- WORK INSTRUCTIONS
Render all of the records below as a numbered list, leaving out any blank lines. Omit the pictures from the list.

- MATERIAL FOR THE TASK
● ● ● ●

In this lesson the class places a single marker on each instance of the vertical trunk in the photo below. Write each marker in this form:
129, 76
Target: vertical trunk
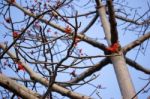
121, 70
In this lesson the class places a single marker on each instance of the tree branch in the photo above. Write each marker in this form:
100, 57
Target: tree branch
137, 66
37, 77
136, 42
18, 89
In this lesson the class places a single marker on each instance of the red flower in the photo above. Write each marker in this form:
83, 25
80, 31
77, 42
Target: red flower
20, 66
12, 1
73, 73
15, 34
113, 48
76, 41
68, 30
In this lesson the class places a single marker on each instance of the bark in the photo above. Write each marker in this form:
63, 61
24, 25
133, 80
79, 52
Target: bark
18, 89
122, 73
38, 78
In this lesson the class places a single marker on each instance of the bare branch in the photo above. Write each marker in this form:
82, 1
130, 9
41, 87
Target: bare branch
136, 42
137, 66
17, 88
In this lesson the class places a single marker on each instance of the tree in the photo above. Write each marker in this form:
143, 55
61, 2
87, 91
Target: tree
57, 48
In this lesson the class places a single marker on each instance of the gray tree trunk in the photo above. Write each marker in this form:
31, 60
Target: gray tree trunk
119, 64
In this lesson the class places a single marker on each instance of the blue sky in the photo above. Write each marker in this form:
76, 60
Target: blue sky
107, 76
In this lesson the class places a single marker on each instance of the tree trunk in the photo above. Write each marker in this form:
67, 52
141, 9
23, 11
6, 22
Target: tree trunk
119, 64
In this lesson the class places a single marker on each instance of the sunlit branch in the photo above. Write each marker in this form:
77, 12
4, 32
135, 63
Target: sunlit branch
135, 43
137, 66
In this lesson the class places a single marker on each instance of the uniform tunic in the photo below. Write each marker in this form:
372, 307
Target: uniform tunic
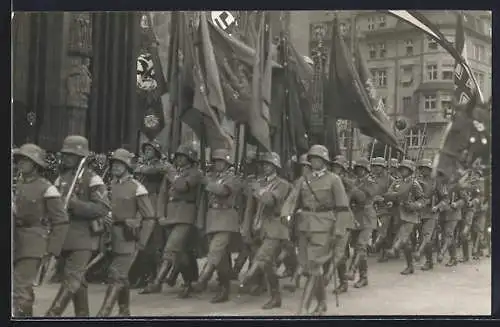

● ● ● ●

- SOLUTION TO THIS PROBLEM
1. In this lesson the class places a single marker on each instance of the vertical trunk in the photo below. Write each marker in this form:
2. 129, 76
3. Target: vertical trunk
4. 121, 70
5. In this lesson the class places a single marker on each instance of the tree branch in the photo above. Write each marker in this form:
6. 100, 57
7. Target: tree branch
8. 137, 66
9. 37, 77
10. 136, 42
11. 18, 89
12. In this lesson the class places a single marker on each instance of the red flower in the photo above. Write each marker in this form:
13. 83, 25
14. 80, 31
15. 77, 42
16. Target: red flower
17. 20, 66
18. 12, 1
19. 73, 73
20. 15, 34
21. 113, 48
22. 76, 41
23. 68, 30
24. In this lesson the class places a single marker on each instance of the bark in the photo above. Write each marker in this form:
25. 63, 61
26. 24, 25
27. 133, 80
28. 79, 52
29. Target: bark
30. 18, 89
31. 122, 73
32. 38, 78
33. In this lesson the class places a single marker on each instance of the bare branch in the photo above. Write each marker in this form:
34. 82, 1
35. 130, 9
36. 41, 87
37. Target: bare branch
38. 136, 42
39. 137, 66
40. 17, 88
41. In this lesson the class places a single marker on each instance of the tree in the photo above. Write each marker in this form:
42. 143, 55
43. 61, 2
44. 87, 91
45. Target: tree
46. 57, 48
47. In this lesson the class places a single marker on each instance of the gray tree trunk in the photo above. Write each marker in this form:
48. 31, 60
49. Target: gray tree trunk
50. 119, 64
51. In this lesson the class places a single marker on each instance of the blue sky in the photo above. Write each marker in this form:
52. 76, 60
53. Target: blue sky
54. 107, 76
55. In this lesson the class places a single marker on each instance of the tree trunk in the photo above. Write each marker in this form:
56. 67, 52
57. 141, 9
58. 23, 11
59. 6, 22
60. Target: tree trunk
61. 119, 64
62. In this lesson the class places a single marker on each instance of the sunlit branch in the photo above. Write each marker in this form:
63. 77, 12
64. 4, 32
65. 135, 63
66. Target: sunlit branch
67. 135, 43
68. 137, 66
69. In this lesson the class places a single marker on each instance of the uniform tunic in the photo below. Write each marker in this form:
70. 372, 307
71. Target: uniform tunic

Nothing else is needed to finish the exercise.